▸ Exercise passage:
Share your dilemmas and get honest opinions from other Mumsnetters.

to think breastfeeding is no different to formula

204 replies

leavemealoneok · 18/04/2014 21:08

Whats the big deal. I want to bottlefeed. Stop putting me under pressure. I had dd2 a week ago and im happy to bottle feed. But im sick of being judged by everyone about it. I quite like my boobs up where there supposed to be and personally if formula was that bad, they wouldnt sell it.

Personally bf is way overated.
I know I will be slated for this but I had to rant. Whole family is judging me for it

OP posts:
ifyourehoppyandyouknowit · 18/04/2014 22:24

Newsflash, no one gives a shit how you feed your baby.

I have many points about the reasons why women choose not to bf, and the problems with the way we veiw women's bodies and infant feeding, and there is no denying that human milke for human rights babies is better than formula. I am very pro breastfeeding and think we have become very odd, as a society, that it's seen as something weird to feed your baby from your breast. BUT, if anyone is sniffy or snarky about your legitimate choice, as an adult woman, over the best way for you to feed your baby, they're a dick.

Retropear · 18/04/2014 22:24

I've done both for all 3.It really is neither here nor there.

▸ Required actions:
1 - Output the part of the Mumsnet breastfeeding thread that opens with the words containing "Personally bf is" and closes with "they're a dick.", copied word for word.
2 - Which usernames appear as posters in the Mumsnet breastfeeding thread?
3 - Carry the Mumsnet breastfeeding thread forward from its final post.

▸ Information shown:
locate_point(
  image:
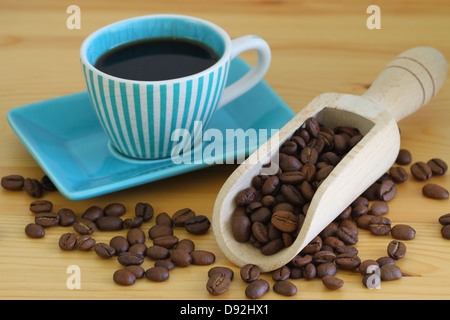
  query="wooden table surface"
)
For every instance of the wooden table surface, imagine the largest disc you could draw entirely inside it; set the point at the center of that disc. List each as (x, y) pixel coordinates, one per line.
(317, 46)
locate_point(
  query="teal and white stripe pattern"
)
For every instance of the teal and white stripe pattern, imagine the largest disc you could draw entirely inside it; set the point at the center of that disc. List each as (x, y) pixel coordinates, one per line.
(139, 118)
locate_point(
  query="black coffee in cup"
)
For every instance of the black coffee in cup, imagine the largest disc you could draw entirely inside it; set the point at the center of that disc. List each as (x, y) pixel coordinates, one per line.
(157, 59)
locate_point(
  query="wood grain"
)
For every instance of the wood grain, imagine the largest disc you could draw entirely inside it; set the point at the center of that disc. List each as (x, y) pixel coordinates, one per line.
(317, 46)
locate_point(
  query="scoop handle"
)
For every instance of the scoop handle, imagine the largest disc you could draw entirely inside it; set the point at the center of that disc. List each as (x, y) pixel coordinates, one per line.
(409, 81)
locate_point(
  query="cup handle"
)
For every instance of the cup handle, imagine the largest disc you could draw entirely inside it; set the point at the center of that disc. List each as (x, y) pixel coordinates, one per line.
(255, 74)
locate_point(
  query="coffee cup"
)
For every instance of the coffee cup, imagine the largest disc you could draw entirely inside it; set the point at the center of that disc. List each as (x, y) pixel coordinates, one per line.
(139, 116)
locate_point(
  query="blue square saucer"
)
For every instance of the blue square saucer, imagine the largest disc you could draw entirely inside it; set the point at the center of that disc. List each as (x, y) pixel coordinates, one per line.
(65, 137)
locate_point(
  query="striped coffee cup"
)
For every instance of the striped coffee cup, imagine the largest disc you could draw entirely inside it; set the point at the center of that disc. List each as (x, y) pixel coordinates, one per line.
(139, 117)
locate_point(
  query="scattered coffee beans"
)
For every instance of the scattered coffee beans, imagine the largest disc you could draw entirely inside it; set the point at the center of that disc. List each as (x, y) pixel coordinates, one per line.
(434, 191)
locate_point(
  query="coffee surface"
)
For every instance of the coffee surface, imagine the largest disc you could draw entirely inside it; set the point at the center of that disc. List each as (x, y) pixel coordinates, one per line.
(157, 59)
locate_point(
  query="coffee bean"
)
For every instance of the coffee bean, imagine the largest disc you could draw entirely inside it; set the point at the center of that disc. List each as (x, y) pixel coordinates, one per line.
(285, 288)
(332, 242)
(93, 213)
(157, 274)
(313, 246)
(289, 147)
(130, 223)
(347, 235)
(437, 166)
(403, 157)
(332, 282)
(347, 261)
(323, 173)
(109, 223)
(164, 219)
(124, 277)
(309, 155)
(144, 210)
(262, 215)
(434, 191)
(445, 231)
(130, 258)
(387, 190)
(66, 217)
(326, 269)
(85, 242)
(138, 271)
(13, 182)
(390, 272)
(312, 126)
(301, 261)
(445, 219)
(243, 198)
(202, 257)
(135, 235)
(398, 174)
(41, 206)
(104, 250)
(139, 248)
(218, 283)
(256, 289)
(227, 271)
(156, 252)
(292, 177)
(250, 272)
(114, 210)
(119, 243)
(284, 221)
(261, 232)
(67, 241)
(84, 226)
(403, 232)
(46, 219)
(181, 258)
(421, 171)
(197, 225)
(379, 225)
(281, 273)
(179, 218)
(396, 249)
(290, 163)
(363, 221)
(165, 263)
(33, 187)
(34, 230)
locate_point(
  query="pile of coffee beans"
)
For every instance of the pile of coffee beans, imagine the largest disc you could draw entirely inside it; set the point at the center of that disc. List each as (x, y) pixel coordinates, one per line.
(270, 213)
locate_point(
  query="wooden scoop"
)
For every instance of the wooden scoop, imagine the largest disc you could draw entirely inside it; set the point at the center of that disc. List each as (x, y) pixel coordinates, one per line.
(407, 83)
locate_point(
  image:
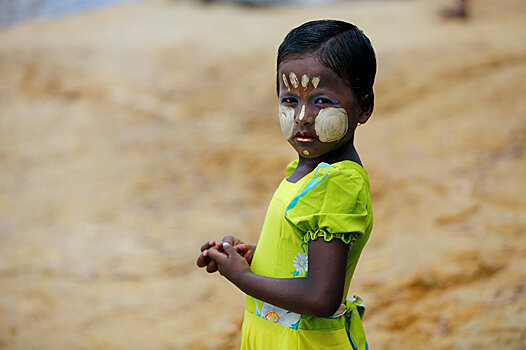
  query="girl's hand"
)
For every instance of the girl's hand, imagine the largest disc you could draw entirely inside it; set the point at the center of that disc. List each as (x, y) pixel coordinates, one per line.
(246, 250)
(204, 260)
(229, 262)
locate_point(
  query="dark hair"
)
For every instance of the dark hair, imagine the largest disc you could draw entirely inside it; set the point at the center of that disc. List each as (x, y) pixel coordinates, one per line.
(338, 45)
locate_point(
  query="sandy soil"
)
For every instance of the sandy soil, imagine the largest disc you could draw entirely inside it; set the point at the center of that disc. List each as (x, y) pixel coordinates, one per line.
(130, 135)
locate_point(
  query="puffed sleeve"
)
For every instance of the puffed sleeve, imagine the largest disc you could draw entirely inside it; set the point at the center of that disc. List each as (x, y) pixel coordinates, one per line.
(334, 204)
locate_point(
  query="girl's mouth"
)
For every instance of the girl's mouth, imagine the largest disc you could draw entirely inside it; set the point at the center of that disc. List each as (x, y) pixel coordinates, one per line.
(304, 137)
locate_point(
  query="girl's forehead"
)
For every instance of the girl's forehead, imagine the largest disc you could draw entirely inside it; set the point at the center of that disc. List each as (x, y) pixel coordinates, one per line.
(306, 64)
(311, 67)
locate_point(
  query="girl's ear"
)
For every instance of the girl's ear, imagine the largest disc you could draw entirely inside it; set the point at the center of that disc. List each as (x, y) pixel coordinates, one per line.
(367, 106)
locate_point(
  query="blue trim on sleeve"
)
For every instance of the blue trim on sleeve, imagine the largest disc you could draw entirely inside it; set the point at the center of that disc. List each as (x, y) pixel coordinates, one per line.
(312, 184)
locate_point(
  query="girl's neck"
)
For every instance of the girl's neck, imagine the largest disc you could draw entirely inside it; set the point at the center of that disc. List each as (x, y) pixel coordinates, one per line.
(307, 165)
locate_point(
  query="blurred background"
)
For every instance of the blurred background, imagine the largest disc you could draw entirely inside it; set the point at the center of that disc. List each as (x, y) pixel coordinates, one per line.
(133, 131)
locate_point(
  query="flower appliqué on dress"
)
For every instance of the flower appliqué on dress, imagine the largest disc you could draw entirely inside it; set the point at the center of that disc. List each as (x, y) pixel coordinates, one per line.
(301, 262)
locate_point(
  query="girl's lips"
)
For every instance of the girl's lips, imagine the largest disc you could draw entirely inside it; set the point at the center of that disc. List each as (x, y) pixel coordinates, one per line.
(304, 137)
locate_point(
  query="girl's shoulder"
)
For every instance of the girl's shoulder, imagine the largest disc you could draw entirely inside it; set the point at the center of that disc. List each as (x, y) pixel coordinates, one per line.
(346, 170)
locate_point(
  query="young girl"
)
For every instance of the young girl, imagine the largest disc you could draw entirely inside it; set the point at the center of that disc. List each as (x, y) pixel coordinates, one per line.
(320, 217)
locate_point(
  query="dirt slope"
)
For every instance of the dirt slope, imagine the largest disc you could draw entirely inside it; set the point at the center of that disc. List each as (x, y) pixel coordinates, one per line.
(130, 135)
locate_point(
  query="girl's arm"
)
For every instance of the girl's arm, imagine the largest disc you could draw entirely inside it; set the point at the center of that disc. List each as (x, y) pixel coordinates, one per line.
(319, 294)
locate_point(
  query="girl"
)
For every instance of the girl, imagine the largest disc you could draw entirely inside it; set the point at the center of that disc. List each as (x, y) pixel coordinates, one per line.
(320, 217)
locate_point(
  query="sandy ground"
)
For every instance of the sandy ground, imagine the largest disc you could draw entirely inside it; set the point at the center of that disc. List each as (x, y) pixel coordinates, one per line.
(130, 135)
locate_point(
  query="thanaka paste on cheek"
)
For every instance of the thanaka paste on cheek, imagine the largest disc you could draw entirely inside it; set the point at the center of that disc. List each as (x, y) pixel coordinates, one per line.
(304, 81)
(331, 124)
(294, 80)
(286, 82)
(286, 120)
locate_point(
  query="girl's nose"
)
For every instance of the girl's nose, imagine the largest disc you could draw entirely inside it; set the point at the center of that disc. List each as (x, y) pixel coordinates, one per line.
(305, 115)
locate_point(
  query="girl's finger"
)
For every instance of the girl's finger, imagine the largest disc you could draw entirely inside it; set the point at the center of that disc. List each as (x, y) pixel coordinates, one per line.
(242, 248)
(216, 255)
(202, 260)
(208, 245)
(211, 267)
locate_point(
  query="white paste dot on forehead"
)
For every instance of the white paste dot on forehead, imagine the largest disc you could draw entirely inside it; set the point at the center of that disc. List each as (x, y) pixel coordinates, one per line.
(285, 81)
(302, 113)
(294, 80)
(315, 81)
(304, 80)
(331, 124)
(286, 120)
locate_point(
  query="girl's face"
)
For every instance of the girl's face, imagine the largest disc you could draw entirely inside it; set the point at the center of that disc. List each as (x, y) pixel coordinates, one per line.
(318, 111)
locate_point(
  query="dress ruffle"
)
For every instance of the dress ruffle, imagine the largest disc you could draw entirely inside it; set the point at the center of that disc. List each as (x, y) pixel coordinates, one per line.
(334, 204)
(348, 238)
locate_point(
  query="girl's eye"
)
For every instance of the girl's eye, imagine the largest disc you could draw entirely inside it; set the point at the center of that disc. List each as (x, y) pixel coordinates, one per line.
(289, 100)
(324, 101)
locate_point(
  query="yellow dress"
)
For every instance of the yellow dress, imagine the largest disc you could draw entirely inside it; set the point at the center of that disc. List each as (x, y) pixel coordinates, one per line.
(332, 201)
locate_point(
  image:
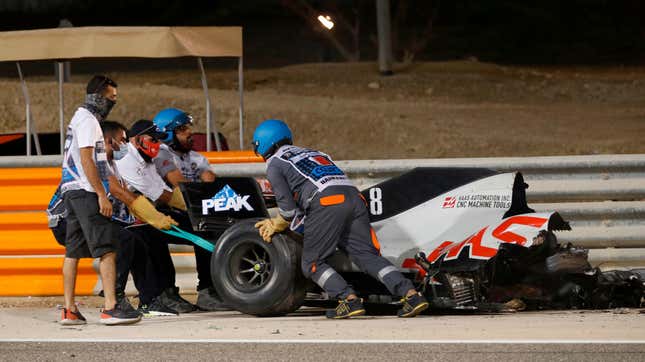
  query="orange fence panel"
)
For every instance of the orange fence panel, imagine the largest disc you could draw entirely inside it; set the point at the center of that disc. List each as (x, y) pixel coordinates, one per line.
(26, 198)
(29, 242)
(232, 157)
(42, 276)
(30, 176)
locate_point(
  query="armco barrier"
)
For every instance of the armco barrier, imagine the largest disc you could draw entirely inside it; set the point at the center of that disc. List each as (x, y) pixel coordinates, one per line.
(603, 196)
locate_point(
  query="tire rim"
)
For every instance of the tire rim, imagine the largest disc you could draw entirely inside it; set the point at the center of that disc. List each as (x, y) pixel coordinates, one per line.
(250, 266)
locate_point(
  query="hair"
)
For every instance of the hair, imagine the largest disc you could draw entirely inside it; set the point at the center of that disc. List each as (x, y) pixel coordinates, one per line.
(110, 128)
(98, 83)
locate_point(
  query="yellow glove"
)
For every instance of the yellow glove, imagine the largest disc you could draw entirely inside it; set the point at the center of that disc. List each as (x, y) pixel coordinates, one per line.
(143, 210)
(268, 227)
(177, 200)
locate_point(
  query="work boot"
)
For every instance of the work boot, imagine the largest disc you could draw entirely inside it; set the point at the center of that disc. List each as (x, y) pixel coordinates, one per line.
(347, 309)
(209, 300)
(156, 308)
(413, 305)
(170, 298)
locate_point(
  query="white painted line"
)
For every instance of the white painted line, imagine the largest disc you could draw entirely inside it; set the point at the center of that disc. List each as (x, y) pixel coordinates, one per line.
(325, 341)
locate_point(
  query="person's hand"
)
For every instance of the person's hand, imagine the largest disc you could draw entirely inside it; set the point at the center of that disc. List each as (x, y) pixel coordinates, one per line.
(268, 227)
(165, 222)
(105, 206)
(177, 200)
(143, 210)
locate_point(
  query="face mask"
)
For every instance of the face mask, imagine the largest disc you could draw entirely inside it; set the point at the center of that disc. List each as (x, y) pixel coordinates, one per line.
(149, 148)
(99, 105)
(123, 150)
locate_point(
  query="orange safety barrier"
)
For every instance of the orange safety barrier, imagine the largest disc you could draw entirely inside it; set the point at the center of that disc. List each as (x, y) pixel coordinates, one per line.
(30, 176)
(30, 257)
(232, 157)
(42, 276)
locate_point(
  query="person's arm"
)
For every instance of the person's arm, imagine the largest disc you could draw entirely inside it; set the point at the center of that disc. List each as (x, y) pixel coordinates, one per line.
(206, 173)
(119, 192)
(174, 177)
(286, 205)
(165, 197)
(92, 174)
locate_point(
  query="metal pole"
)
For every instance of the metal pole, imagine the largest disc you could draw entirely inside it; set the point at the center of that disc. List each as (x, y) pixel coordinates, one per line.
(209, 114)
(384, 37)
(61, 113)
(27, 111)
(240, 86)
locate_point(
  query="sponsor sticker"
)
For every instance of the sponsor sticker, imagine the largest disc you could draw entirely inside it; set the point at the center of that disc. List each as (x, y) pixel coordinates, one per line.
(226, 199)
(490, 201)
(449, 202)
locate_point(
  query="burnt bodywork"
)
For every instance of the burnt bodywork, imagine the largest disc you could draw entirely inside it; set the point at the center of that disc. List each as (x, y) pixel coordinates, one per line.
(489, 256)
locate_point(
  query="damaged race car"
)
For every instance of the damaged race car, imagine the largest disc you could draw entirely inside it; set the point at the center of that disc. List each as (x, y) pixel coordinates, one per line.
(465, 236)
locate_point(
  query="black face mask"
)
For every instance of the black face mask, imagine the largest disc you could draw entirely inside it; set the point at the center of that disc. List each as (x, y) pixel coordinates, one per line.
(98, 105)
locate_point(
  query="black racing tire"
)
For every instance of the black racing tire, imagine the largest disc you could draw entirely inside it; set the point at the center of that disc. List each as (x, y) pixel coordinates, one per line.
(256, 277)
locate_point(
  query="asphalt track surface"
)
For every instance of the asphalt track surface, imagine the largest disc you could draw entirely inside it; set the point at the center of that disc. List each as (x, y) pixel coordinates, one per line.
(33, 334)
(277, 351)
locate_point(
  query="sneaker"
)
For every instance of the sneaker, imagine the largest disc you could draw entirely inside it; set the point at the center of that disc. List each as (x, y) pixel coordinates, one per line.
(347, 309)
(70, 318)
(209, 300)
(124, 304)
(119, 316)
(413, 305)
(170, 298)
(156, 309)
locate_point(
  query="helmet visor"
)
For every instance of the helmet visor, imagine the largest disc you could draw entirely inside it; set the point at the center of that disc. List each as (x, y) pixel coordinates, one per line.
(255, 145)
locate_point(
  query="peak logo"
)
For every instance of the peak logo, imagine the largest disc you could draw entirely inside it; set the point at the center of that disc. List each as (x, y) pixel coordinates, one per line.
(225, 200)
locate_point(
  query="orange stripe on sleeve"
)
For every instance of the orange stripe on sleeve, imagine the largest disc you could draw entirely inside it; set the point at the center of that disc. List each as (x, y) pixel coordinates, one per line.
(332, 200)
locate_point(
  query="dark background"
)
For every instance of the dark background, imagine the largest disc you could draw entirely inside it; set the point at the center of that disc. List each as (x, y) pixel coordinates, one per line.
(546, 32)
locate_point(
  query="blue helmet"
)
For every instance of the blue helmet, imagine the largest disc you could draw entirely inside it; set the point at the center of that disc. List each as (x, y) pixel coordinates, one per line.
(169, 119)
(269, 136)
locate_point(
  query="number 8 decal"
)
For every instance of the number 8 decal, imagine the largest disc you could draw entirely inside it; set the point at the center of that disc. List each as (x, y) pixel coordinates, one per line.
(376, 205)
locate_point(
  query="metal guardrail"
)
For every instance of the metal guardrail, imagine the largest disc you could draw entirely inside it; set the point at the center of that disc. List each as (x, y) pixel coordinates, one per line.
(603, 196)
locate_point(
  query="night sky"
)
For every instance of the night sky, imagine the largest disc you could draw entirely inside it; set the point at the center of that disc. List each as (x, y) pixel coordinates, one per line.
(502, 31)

▸ Answers in order:
1 -
Personally bf is way overated.
I know I will be slated for this but I had to rant. Whole family is judging me for it

OP posts:
ifyourehoppyandyouknowit · 18/04/2014 22:24

Newsflash, no one gives a shit how you feed your baby.

I have many points about the reasons why women choose not to bf, and the problems with the way we veiw women's bodies and infant feeding, and there is no denying that human milke for human rights babies is better than formula. I am very pro breastfeeding and think we have become very odd, as a society, that it's seen as something weird to feed your baby from your breast. BUT, if anyone is sniffy or snarky about your legitimate choice, as an adult woman, over the best way for you to feed your baby, they're a dick.

2 -
leavemealoneok
ifyourehoppyandyouknowit
Retropear

3 -
Lots of parenting choices are preferable.

Op I wouldn't give it a second thought.My kids are 10 and 9 now with a balanced diet.

I put far more thought and worry into whether they've eaten enough veg,got enough exercise,got enough sleep or had too much screen time.

A few bottles of formula is just piffle and something I never even think about.

ifyourehoppyandyouknowit · 18/04/2014 22:25

My phone just added random words there. I give up.

Koothrapanties · 18/04/2014 22:25

Oh and Howmuch my dd has cmpa which makes me feel even more guilty. She was hospitalized because she had such a bad reaction and your comments about that have made me feel quite shit too actually. I tried my best with bfing, I loved it and it meant the world to me, but it didn't work out. I didn't have the supply and dd was losing too much weight. I didn't choose to give her cows milk formula, but it was that or have her starve.

I may be taking it all a bit personally, but I think you should remember that it is something that can really upset people.

PotPourri · 18/04/2014 22:25

YABU to say ff is better than bf for your baby. It's not.
YANBU to ff though, if that is what you want to do
You need to stand up for yourself with the snidy commenters. It's your baby, your choice, and we're very lucky to live in a country where it's safe and perfectly adequate to ff. If they want to help you, they should put the kettle on or vacuum your house...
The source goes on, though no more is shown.